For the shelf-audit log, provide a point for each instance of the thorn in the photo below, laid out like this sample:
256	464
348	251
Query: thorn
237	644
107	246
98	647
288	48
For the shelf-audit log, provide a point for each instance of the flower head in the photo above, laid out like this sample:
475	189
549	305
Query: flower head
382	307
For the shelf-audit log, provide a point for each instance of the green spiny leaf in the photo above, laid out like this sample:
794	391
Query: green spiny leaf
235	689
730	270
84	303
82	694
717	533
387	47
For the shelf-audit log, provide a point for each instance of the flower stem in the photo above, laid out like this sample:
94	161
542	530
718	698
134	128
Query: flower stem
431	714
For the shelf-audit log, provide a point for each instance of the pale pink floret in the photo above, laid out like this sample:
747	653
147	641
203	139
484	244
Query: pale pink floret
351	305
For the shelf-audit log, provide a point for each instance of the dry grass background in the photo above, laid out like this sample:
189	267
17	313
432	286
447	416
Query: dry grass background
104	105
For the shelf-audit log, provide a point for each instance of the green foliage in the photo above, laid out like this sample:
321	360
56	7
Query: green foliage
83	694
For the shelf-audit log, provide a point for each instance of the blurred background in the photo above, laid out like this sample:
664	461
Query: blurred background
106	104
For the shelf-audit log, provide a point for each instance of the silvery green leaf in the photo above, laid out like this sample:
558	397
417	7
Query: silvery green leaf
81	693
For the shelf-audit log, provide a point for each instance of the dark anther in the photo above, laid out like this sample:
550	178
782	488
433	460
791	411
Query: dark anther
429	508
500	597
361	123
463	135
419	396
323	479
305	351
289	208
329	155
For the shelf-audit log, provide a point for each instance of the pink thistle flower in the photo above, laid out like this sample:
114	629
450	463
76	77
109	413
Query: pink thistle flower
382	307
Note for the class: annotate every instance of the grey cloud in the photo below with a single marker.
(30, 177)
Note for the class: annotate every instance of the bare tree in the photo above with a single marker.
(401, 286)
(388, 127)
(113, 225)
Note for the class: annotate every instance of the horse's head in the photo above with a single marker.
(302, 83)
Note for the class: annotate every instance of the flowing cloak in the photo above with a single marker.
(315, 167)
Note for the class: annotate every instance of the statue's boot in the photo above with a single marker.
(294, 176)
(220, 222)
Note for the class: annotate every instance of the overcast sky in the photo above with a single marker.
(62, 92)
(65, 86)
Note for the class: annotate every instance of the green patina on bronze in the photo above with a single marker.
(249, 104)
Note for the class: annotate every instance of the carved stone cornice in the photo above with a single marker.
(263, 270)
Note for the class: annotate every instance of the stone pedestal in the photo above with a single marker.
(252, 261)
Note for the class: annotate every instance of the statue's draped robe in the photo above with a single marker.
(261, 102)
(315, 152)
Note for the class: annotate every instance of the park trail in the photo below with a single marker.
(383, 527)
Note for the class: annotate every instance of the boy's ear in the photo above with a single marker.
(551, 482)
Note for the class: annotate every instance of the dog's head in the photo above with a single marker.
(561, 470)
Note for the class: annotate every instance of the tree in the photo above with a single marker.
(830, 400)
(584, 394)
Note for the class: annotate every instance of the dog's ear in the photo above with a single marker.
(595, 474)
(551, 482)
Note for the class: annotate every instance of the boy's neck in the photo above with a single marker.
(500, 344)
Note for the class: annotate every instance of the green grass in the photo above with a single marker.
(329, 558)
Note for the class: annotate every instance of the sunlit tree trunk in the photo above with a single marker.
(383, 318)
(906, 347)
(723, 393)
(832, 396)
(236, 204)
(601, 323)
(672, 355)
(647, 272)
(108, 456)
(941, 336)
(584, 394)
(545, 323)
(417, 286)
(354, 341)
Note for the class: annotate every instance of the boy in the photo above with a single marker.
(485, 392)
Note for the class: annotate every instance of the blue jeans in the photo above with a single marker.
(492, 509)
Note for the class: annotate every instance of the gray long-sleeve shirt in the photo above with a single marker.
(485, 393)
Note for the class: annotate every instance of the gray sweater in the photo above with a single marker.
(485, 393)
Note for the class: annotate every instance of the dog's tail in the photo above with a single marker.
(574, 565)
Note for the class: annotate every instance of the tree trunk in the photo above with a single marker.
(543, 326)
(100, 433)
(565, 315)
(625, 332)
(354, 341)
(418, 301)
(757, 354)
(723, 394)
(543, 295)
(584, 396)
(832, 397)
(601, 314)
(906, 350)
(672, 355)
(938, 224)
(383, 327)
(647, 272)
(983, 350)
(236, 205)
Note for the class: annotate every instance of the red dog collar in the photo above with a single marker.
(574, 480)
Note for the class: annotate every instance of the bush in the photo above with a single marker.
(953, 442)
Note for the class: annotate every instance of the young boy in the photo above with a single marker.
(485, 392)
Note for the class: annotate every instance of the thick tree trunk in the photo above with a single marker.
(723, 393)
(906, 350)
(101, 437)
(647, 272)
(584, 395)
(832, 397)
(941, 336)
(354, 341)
##############################
Extract all the entries word for word.

For the shelf-audit log, provide a point for each instance of the thorn in the photo below, laid out like this sample:
256	464
348	251
Query: thorn
237	644
107	246
98	647
288	48
For the shelf-audit log, provide a point for each instance of the flower head in the photo above, laid out like this sample:
475	189
549	305
Query: flower head
382	307
For the shelf-audit log, provide a point for each instance of the green spiny leaf in the photo above, laid out like this sample:
794	391
Query: green spiny leaf
235	689
730	270
84	303
82	694
717	533
387	47
For the shelf-audit log, provide a point for each instance of the flower stem in the photo above, laid out like this sample:
94	161
542	530
718	698
134	128
Query: flower stem
431	714
For the shelf-audit log, provide a point for each instance of the pale pink floret in the photo above, laid out like this sample:
747	653
147	641
203	139
484	244
Query: pale pink floret
351	305
For the shelf-audit log, provide a point for each instance of the dry grass background in the photo above, laid out like this sample:
189	267
17	313
432	286
447	416
Query: dry grass background
104	105
For the shelf-audit log, provide a point for each instance of the green foliage in the photo above, laid out like this sample:
321	360
56	7
Query: green foliage
83	694
For the shelf-audit log, provide a point for each instance of the blurred background in the photo above, laid out like this sample:
664	461
Query: blurred background
106	104
For the shelf-audit log, provide a point for each instance of the silvery green leaf in the photo above, laid out like this sample:
558	397
417	7
Query: silvery green leaf
81	693
For the shelf-audit log, provide a point for each instance of the dark anther in the photo above, laid out like this sample:
550	178
782	488
433	460
791	411
Query: dark anther
429	508
500	597
361	123
463	135
419	396
323	479
305	351
289	208
329	155
For the shelf-audit log, provide a point for each instance of the pink thistle flower in the photo above, laid out like this sample:
114	629
450	463
76	77
109	413
Query: pink thistle flower
382	307
Note for the class: annotate every instance of the grey cloud in the photo below with a single marker.
(30, 177)
Note for the class: annotate every instance of the bare tree in the photo above with a single marker.
(401, 286)
(388, 127)
(113, 225)
Note for the class: annotate every instance of the horse's head in the photo above with a single marker.
(302, 83)
Note for the class: annotate every instance of the flowing cloak in the photo above with a single marker.
(315, 167)
Note for the class: annotate every instance of the statue's boot in the photo above with a single marker.
(294, 176)
(220, 222)
Note for the class: annotate every instance of the overcast sky in the photo above with a single marker.
(62, 92)
(65, 86)
Note for the class: annotate every instance of the green patina on bronze in the photo above with a single marker.
(249, 104)
Note for the class: annotate every instance of the carved stone cornice in the photo above with a single marker.
(263, 270)
Note for the class: annotate every instance of the stone pedestal in the photo above with a single marker.
(252, 261)
Note for the class: annotate every instance of the statue's draped robe in the photo above with a single marker.
(261, 102)
(315, 152)
Note for the class: annotate every instance of the park trail in the photo below with a single marker.
(383, 527)
Note for the class: annotate every instance of the boy's ear in the photo above with a single marker.
(551, 482)
Note for the class: annotate every instance of the dog's head in the photo above with a single marker.
(561, 470)
Note for the class: annotate every instance of the tree in the photo above with a single marker.
(830, 400)
(584, 394)
Note for the class: annotate every instance of the dog's ear in the photo above with a single marker.
(595, 474)
(551, 482)
Note for the class: annotate every instance of the boy's neck in the photo above with a single marker.
(500, 344)
Note for the class: annotate every instance of the green grass in the photo above with a single marker.
(329, 558)
Note for the class: annotate every instance of the sunlit tree trunk in the photo above with a single marker.
(383, 318)
(906, 347)
(723, 393)
(832, 396)
(236, 204)
(601, 323)
(672, 355)
(647, 272)
(108, 456)
(941, 336)
(584, 394)
(545, 323)
(417, 286)
(354, 341)
Note for the class: annotate every instance of the boy in the photo above with a single marker.
(485, 392)
Note for the class: annotate every instance of the blue jeans in the photo above with a single marker.
(492, 509)
Note for the class: annotate every instance of the gray long-sleeve shirt in the photo above with a single marker.
(485, 393)
Note for the class: annotate every instance of the gray sweater in the photo above with a single marker.
(485, 393)
Note for the class: annotate every instance of the dog's tail in the photo above with a single marker.
(574, 565)
Note for the class: annotate every instance of the tree trunk in the photo above with a single marker.
(543, 326)
(100, 433)
(565, 315)
(625, 332)
(354, 341)
(418, 301)
(757, 354)
(723, 394)
(543, 295)
(584, 396)
(832, 397)
(601, 314)
(906, 350)
(672, 355)
(938, 224)
(383, 327)
(647, 272)
(983, 350)
(236, 205)
Note for the class: annotate every instance of the red dog collar in the photo above with a single marker.
(574, 480)
Note for the class: annotate every instance of the bush in the photo above with a single marker.
(953, 442)
Note for the class: annotate every instance of the young boy in the photo above with a single marker.
(485, 392)
Note for the class: annotate every instance of the thick tree trunk in the photo above with a single marker.
(723, 393)
(906, 350)
(101, 437)
(647, 272)
(584, 395)
(832, 397)
(941, 336)
(354, 341)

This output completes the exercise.